## Selection
────────────────────
He also said via email that the order won’t affect what Elko County is now doing.

“In a nutshell, it probably won’t change what we are doing too much because the issues that need addressed won’t be changing any time soon, but it could actually be helpful in focusing our efforts more effectively,” Donham said.

He said, however, “it could change things a bit due to the fact it will ultimately increase the level of collaboration and coordination with counties, federal and state agencies and stakeholders.”

Stakeholders will include organizations or individuals representing sportsmen’s groups, conservation and environmental protection, farming and ranching, private landowners, rural communities, native tribal communities, outdoor recreation, real estate developers, transportation, mineral and renewal energy developers and linear infrastructure entities, Donham said.

“By increasing the level of collaboration, particularly with counties and local stakeholders, there may be ways to improve what we are currently doing,” he said.

The current state plan is the 2014 Nevada Greater Sage-Grouse Conservation Plan. The Sagebrush Ecosystem Council and the Sagebrush Ecosystem Technical Team were formed in response to an executive order by then-Gov. Brian Sandoval.

Elko County Commissioners on Oct. 6 also voted to support a letter Lincoln County Commissioners sent to Sisolak on Sept. 7 urging him to rescind the framework order, and the Elko County letter says commissioners “echo those concerns.”

“I don’t think Lincoln County is out of place” writing the letter to the governor, Buzzetti said in public comment, reporting that Lincoln County still hasn’t heard back from Sisolak.

Lincoln County Commissioners stated that they were concerned over the executive order that gives direction and power to NDOW and is “troublesome to use and in direct conflict with current Nevada law.”

Lincoln County’s commissioners wrote that the direction to establish the Nevada Habitat Conservation Framework “flies directly in the face of the statute that creates, empowers and directs the Nevada Sagebrush Ecosystem Program to do this work (which is already done but the state has neglected to fund to any adequate degree.) We have endorsed and supported the efforts of the Sagebrush Ecosystem Council and the work of the program to benefit sagebrush obligate species.”

The Elko County letter also urges predator control for sage grouse conservation. Commissioner Cliff Eklund told commissioners there is nothing said in the order about predator control.

“Ravens are the biggest predators to sage grouse, and the coyote population used to be kept under control,” Eklund said.

The Elko County letter states that NDOW “would better serve the people of Nevada by helping study and prevent observed problems like raven predation on sage grouse nests. Raven density is widely recognized as one of the key factors in the decline of the sage grouse. Other initiatives like the conservation credit system need to be given time to work without the meddling of agencies working outside their statutory authority.”

In addition, the letter states that “we would like to point out that NDOW’s efforts to conserve Nevada’s game species have a real and lasting impact on rural economies,” and the letter includes a graph that shows “an alarming decline in hunter success, attributed to the decline in Nevada’s mule deer herd.”

Elko County’s letter cites a 2019 University of Nevada, Reno report showing that more than $500,000 was added to the county’s economy through hunting and fishing, and a hunter’s success is one factor in a hunter’s decision of how much they are willing to pay to pursue game in a particular area.

“So, the decline of hunter success in a remote county like Elko is particularly concerning,” the letter states.
────────────────────
## Provided records
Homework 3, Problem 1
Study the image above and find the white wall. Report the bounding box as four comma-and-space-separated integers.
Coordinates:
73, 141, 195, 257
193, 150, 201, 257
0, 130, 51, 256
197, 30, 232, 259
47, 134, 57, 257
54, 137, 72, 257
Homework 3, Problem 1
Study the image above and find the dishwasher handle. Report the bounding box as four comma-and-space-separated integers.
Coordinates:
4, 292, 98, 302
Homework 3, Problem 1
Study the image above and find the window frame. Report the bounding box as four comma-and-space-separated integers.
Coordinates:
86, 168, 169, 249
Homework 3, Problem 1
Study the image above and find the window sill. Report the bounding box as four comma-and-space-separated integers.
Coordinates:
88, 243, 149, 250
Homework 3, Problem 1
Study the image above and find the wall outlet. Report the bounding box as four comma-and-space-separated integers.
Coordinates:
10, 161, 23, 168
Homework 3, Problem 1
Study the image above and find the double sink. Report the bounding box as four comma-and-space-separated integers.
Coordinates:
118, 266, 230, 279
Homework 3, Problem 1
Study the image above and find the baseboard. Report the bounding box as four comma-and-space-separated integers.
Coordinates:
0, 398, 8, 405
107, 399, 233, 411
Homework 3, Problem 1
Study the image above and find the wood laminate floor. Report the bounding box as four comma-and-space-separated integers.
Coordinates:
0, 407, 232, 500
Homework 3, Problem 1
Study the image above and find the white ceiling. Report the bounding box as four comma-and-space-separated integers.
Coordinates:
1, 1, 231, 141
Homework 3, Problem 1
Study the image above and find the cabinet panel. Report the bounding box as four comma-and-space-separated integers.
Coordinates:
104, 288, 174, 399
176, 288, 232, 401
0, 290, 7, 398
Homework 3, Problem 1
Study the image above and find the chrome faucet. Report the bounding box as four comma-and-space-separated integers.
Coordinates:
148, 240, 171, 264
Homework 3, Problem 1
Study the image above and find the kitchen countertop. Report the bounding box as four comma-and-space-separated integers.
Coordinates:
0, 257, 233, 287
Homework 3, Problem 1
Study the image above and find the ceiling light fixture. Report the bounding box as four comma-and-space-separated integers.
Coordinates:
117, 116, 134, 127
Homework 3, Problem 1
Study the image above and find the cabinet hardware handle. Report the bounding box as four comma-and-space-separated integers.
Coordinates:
────────────────────
## What is asked
In the sage grouse article, what is the current state plan called?

## Final result
The 2014 Nevada Greater Sage-Grouse Conservation Plan.